::: PASSAGE SHOWN
When I asked Gutgarts if she plans to be a filmmaker, she replied, “No, I hope to become a pediatric oncologist.”
During my pre-dinner chat with Buscemi, I mentioned that I knew Allen Lewis Rickman, who portrayed the somewhat sleazy womanizer George Baxter in episodes two and 12 of the first season of “Boardwalk Empire.” I also commented about how uniquely each episode is graced and defined by a musical selection from the Prohibition era. The first episode of the second season of “Boardwalk Empire,” for example, opens with the Irving Berlin 1920 gem “After You Get What you Want, You Don’t Want It.” Another “Boardwalk episode showcases “Don’t Put a Tax on Beautiful Girls,” which was written by Jack Yellen with music by Milton Ager. Yellin also wrote the lyrics for the tearjerker “My Yidishe Mame,” which was originally sung by Sophie Tucker and was later part of the Barry Sisters’ repertoire.
When I passed on Buscemi’s regards the next morning, Rickman — who is as adept on the Yiddish stage, and whose filmography includes the character Velvel, the shtetl husband in the Ethan and Joel Coen film “A Serious Man” — said, “I was the Yiddish coach for several [“Boardwalk”] episodes.
::::::
REQUIREMENT A -> Translate this sentence from the passage about "Boardwalk Empire" into Spanish: "I also commented about how uniquely each episode is graced and defined by a musical selection from the Prohibition era."
REQUIREMENT B -> Summarize the passage about "Boardwalk Empire" in two sentences.
The rows that come after the passage are separate material.
::: LISTED ENTRIES
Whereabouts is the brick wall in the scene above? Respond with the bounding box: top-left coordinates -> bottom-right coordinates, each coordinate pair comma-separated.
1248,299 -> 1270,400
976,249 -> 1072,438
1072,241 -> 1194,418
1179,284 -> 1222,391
::::::
ANSWER A -> También comenté lo singularmente que cada episodio está adornado y definido por una selección musical de la época de la Prohibición.

ANSWER B -> Before dinner, the writer told Buscemi about knowing Allen Lewis Rickman, who played George Baxter in the first season of "Boardwalk Empire," and remarked that each episode is defined by a Prohibition-era song, such as the 1920 Irving Berlin piece that opens the second season. The next morning, Rickman, whose films include "A Serious Man," said he had been the Yiddish coach for several of the show's episodes.